→ **Short task**: Please quote the material below word for word, from the line with "Flashcard Prompt: Where exactly is the rigging" to the line with "[604,536,654,549]", including both of those lines.

=== Task data ===

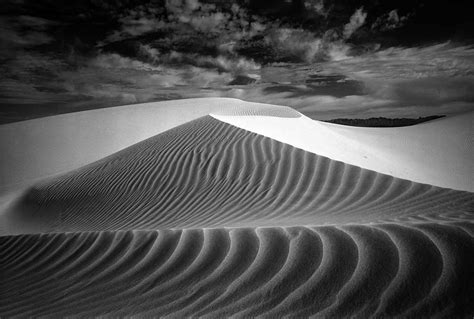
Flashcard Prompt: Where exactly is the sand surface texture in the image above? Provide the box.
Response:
[0,100,474,318]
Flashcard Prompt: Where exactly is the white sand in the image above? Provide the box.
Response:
[0,102,474,318]
[0,98,268,194]
[211,112,474,192]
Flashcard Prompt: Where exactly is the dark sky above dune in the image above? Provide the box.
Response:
[0,0,474,123]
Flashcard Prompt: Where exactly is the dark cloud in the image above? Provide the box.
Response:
[0,0,474,121]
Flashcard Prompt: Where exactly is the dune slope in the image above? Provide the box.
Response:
[0,104,474,318]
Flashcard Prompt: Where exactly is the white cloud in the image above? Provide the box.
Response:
[343,8,367,39]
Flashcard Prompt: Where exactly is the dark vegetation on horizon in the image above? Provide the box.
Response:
[325,115,445,127]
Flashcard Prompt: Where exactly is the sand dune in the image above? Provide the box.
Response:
[211,111,474,192]
[0,99,474,318]
[0,223,474,318]
[0,98,265,194]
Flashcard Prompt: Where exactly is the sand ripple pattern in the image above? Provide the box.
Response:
[0,223,474,318]
[12,117,474,232]
[0,117,474,318]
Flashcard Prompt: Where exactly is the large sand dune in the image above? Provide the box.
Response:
[0,99,474,318]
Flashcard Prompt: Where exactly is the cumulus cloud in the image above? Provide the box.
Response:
[371,9,410,31]
[0,16,53,52]
[343,8,367,39]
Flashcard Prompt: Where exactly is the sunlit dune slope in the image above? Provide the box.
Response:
[212,111,474,192]
[4,116,474,233]
[0,99,474,318]
[0,98,265,193]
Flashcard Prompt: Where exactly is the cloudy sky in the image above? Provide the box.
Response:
[0,0,474,123]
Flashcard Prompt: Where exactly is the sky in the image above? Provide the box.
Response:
[0,0,474,123]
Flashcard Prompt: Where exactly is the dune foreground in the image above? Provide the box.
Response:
[0,102,474,318]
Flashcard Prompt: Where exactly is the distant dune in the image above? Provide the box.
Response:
[0,99,474,318]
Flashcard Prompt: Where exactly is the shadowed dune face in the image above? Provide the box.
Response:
[0,223,474,318]
[0,111,474,318]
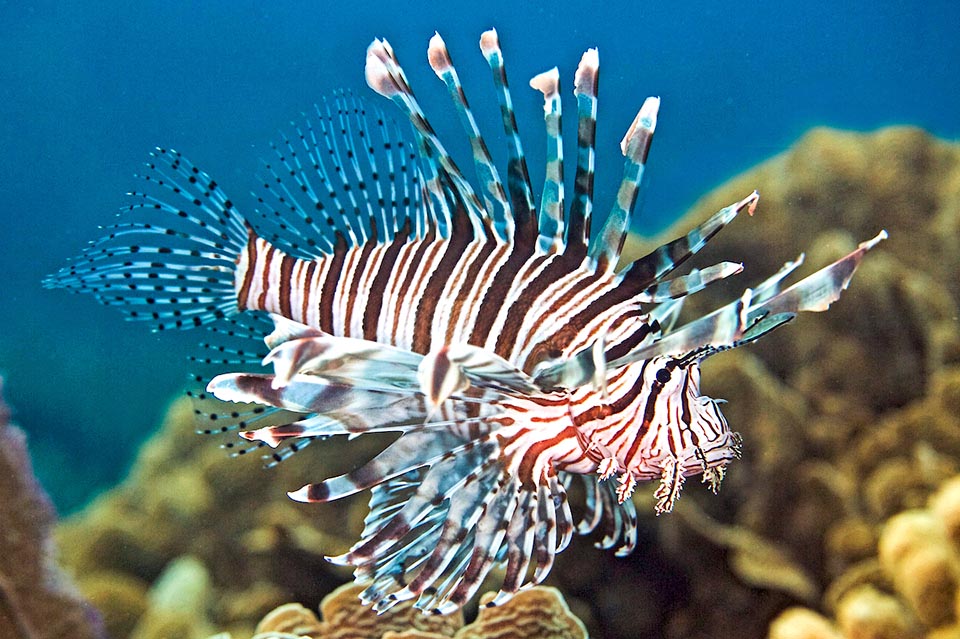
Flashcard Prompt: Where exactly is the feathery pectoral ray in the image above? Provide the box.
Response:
[47,31,885,612]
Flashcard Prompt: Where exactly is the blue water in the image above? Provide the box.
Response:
[0,0,960,512]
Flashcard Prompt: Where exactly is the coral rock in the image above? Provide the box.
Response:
[0,380,103,639]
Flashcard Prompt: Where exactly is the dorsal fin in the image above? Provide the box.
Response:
[567,49,600,254]
[365,39,485,242]
[427,33,514,242]
[530,67,564,253]
[590,97,660,270]
[480,29,537,244]
[257,92,423,257]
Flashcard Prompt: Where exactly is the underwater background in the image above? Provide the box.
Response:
[0,0,960,639]
[0,1,960,552]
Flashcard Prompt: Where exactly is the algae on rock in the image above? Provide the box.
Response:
[0,380,104,639]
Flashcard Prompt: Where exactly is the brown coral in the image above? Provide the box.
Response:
[218,584,587,639]
[50,128,960,639]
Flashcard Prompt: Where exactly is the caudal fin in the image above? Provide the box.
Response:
[44,148,251,330]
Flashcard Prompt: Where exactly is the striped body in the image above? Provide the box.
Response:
[47,31,885,612]
[236,232,647,373]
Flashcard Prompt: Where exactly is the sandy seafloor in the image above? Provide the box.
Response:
[0,0,960,524]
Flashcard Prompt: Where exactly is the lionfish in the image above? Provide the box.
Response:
[47,30,886,613]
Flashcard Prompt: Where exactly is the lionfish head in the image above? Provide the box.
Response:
[619,357,741,512]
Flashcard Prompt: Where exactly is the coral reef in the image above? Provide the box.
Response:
[57,398,365,639]
[0,380,104,639]
[769,475,960,639]
[634,127,960,637]
[211,584,587,639]
[58,128,960,639]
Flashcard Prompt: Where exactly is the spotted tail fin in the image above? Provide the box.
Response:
[44,148,253,330]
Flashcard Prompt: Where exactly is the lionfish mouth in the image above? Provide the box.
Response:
[46,30,886,612]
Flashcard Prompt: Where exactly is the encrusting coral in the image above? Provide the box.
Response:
[769,475,960,639]
[620,127,960,637]
[50,128,960,639]
[0,380,104,639]
[210,584,587,639]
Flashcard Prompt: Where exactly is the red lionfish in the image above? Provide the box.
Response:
[47,30,885,613]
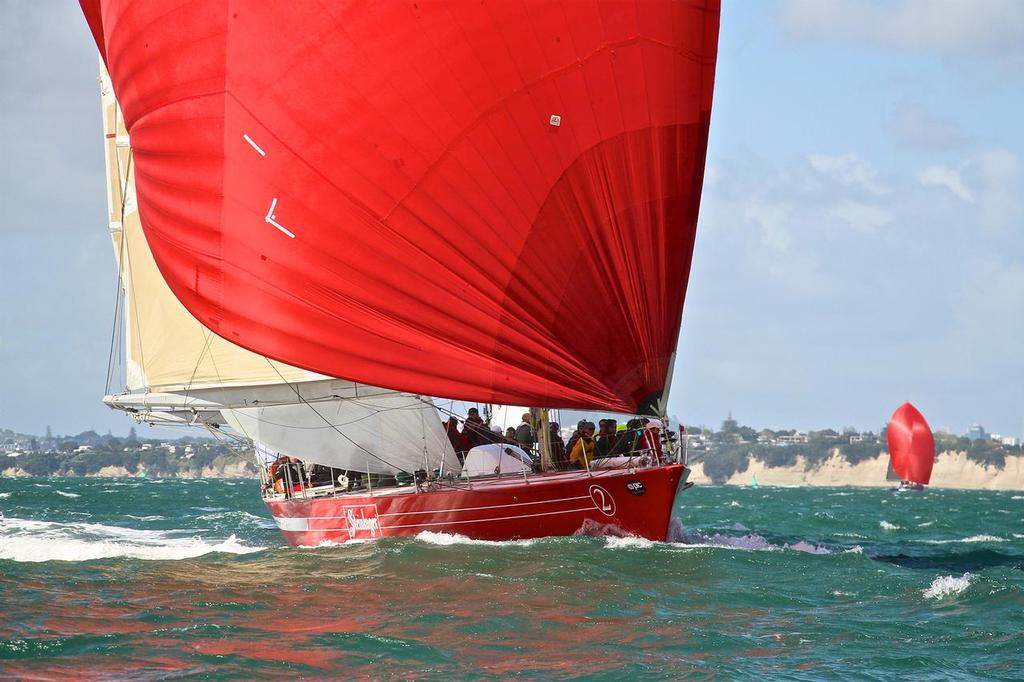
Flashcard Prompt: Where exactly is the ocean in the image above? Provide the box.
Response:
[0,478,1024,680]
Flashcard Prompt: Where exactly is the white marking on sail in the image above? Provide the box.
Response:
[242,133,266,157]
[263,197,295,240]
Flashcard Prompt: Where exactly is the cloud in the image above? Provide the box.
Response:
[778,0,1024,78]
[918,165,974,202]
[969,147,1024,232]
[807,154,886,195]
[916,150,1024,228]
[829,202,893,233]
[885,102,965,150]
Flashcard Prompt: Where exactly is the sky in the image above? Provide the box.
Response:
[0,0,1024,437]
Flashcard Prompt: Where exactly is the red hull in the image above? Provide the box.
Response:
[265,464,685,546]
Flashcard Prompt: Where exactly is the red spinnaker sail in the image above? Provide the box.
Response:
[82,0,719,412]
[887,402,935,485]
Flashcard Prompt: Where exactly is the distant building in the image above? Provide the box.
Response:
[775,432,807,445]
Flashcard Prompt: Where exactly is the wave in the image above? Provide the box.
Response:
[604,536,651,549]
[0,517,265,563]
[298,538,377,549]
[922,573,975,599]
[196,510,278,528]
[871,541,1024,572]
[416,530,537,547]
[925,534,1010,545]
[673,532,833,554]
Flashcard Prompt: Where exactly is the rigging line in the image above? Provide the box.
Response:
[114,153,150,383]
[265,357,413,471]
[185,322,219,401]
[103,268,121,395]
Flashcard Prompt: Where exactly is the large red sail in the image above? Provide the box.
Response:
[886,402,935,485]
[82,0,719,412]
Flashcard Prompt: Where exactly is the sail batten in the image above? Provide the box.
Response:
[82,0,719,413]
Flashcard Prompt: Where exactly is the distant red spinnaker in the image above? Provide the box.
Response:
[888,402,935,485]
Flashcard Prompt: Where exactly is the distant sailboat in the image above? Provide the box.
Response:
[887,402,935,491]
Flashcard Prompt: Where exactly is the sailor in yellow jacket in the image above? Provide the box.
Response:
[569,422,595,469]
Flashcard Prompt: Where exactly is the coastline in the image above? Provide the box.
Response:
[689,452,1024,491]
[0,452,1024,491]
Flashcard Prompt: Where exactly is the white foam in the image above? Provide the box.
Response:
[782,540,831,554]
[416,530,537,547]
[298,538,374,549]
[0,518,264,562]
[961,534,1008,543]
[922,573,974,599]
[679,532,831,554]
[604,536,654,549]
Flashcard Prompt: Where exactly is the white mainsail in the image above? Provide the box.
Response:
[100,62,459,473]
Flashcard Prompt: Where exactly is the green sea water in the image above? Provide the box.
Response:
[0,479,1024,680]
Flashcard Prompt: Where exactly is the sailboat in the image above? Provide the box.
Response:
[886,402,935,491]
[81,0,719,545]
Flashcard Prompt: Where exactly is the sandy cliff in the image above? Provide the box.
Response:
[690,452,1024,491]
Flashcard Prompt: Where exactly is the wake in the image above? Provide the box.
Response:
[0,517,265,563]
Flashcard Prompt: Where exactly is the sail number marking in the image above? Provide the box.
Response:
[263,197,295,240]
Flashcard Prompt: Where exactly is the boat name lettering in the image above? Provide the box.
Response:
[626,480,647,496]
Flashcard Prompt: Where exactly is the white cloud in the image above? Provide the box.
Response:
[807,154,886,195]
[885,101,965,150]
[971,147,1024,231]
[828,202,893,235]
[779,0,1024,78]
[918,165,974,202]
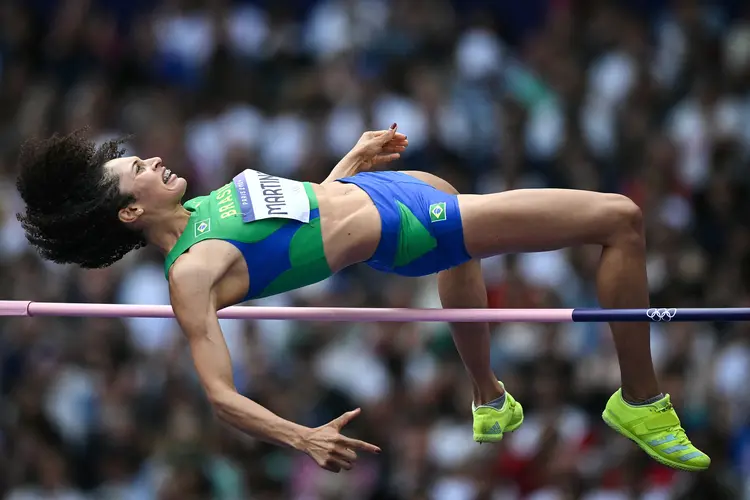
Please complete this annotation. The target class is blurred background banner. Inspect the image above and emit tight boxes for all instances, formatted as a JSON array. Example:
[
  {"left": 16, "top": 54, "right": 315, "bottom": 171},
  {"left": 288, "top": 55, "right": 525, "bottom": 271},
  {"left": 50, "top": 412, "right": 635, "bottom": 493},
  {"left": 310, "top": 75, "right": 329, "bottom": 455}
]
[{"left": 0, "top": 0, "right": 750, "bottom": 500}]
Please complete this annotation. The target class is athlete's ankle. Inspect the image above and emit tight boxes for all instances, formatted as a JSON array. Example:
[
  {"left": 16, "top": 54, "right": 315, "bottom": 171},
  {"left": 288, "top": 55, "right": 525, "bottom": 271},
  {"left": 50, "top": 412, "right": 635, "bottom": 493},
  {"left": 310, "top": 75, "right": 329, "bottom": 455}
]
[{"left": 474, "top": 381, "right": 505, "bottom": 406}]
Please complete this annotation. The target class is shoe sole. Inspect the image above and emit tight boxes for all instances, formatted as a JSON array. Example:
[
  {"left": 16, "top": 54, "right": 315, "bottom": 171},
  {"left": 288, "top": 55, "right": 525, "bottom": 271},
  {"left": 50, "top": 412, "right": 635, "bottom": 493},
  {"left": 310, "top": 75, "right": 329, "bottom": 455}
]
[
  {"left": 602, "top": 410, "right": 711, "bottom": 472},
  {"left": 474, "top": 407, "right": 523, "bottom": 444}
]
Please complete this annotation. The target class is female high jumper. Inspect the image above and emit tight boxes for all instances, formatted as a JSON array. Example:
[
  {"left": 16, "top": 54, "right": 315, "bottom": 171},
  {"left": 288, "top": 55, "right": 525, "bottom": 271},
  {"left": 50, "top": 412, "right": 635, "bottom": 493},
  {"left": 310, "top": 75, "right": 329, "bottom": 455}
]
[{"left": 17, "top": 124, "right": 710, "bottom": 472}]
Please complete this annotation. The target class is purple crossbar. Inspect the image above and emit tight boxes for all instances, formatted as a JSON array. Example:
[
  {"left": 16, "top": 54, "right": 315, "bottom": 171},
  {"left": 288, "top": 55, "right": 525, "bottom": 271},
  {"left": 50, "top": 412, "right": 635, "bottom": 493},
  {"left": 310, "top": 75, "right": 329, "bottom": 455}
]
[
  {"left": 0, "top": 300, "right": 750, "bottom": 323},
  {"left": 0, "top": 300, "right": 573, "bottom": 323}
]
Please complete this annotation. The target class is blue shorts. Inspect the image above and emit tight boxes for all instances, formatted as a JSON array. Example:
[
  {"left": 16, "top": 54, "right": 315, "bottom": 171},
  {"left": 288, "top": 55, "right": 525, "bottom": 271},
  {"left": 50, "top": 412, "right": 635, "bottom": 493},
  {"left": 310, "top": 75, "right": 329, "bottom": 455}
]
[{"left": 338, "top": 172, "right": 471, "bottom": 276}]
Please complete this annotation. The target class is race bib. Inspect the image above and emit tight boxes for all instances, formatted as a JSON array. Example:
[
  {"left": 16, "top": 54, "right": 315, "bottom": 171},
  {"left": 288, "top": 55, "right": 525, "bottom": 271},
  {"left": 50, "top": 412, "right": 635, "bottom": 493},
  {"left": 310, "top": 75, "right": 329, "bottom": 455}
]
[{"left": 234, "top": 169, "right": 310, "bottom": 222}]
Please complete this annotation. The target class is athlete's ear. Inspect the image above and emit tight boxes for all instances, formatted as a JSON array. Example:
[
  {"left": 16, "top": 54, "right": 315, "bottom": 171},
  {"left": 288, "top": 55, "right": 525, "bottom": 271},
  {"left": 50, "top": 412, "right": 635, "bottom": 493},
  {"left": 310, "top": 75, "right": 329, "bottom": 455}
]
[{"left": 117, "top": 205, "right": 143, "bottom": 224}]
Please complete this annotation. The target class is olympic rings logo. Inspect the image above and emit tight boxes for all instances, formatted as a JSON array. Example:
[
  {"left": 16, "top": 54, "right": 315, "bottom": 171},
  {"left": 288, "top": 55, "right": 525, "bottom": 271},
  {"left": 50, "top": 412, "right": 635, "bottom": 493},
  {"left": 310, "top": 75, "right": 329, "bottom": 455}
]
[{"left": 646, "top": 308, "right": 677, "bottom": 322}]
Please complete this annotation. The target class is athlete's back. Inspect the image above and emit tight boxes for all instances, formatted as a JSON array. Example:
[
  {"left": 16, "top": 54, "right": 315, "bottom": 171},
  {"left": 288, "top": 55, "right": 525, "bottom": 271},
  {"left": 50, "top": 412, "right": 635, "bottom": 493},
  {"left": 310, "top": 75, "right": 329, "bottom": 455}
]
[{"left": 164, "top": 170, "right": 331, "bottom": 300}]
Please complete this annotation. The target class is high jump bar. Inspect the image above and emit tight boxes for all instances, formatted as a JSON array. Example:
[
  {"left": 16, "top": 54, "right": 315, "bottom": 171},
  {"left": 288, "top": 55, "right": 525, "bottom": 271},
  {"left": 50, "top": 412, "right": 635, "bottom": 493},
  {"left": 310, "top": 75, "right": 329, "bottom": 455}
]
[{"left": 0, "top": 300, "right": 750, "bottom": 323}]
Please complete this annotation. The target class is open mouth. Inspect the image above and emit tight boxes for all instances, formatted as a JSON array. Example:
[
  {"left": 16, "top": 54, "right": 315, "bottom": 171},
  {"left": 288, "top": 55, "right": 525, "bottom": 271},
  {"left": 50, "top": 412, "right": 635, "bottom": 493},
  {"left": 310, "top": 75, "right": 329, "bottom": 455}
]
[{"left": 161, "top": 168, "right": 177, "bottom": 184}]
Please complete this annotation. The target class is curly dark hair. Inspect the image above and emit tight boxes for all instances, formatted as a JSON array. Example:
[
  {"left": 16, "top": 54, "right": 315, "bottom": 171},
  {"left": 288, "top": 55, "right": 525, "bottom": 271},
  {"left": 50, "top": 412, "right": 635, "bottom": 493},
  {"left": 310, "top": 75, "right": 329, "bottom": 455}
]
[{"left": 16, "top": 130, "right": 146, "bottom": 268}]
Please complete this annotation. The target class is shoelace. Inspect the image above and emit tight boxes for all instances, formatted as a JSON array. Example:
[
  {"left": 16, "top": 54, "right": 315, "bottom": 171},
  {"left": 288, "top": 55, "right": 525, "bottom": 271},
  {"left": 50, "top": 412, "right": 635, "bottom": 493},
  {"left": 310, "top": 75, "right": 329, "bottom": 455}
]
[{"left": 653, "top": 402, "right": 693, "bottom": 451}]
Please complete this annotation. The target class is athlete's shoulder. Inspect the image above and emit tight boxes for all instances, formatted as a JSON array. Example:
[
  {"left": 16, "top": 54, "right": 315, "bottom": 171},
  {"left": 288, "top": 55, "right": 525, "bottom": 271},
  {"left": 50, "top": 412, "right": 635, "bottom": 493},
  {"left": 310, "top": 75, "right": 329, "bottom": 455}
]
[{"left": 167, "top": 253, "right": 211, "bottom": 289}]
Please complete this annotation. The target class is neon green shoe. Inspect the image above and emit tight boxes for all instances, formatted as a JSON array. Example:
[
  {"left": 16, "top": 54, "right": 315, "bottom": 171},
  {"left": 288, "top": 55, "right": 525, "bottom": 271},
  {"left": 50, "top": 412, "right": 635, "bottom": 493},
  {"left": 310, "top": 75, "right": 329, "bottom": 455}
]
[
  {"left": 471, "top": 382, "right": 523, "bottom": 443},
  {"left": 602, "top": 390, "right": 711, "bottom": 471}
]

===

→ **Solution to this task**:
Flashcard Prompt: Where exactly is the rigging line in the image above? Provide the box.
Response:
[114,153,150,383]
[265,357,413,471]
[185,322,219,401]
[103,268,121,395]
Flashcard Prompt: Where exactly is the large red sail in the image above? Provide the box.
Response:
[886,402,935,485]
[82,0,719,412]
Flashcard Prompt: Where exactly is the sail batten in the image above? Provide the box.
Response:
[82,0,719,413]
Flashcard Prompt: Where exactly is the distant red spinnaker in the image above? Provide the box.
Response:
[888,402,935,485]
Flashcard Prompt: Where exactly is the distant sailboat in the image above? Provide the box.
Response:
[887,402,935,491]
Flashcard Prompt: Where exactly is the sailor in yellow jacket in the image above? Provide the box.
Response:
[569,422,595,469]
Flashcard Prompt: Where exactly is the coastline in the image above? Provide the box.
Response:
[689,452,1024,491]
[0,452,1024,491]
Flashcard Prompt: Where exactly is the white foam in the image above? Provide the box.
Response:
[782,540,831,554]
[416,530,537,547]
[298,538,374,549]
[0,518,264,562]
[961,534,1008,543]
[922,573,974,599]
[679,532,831,554]
[604,536,654,549]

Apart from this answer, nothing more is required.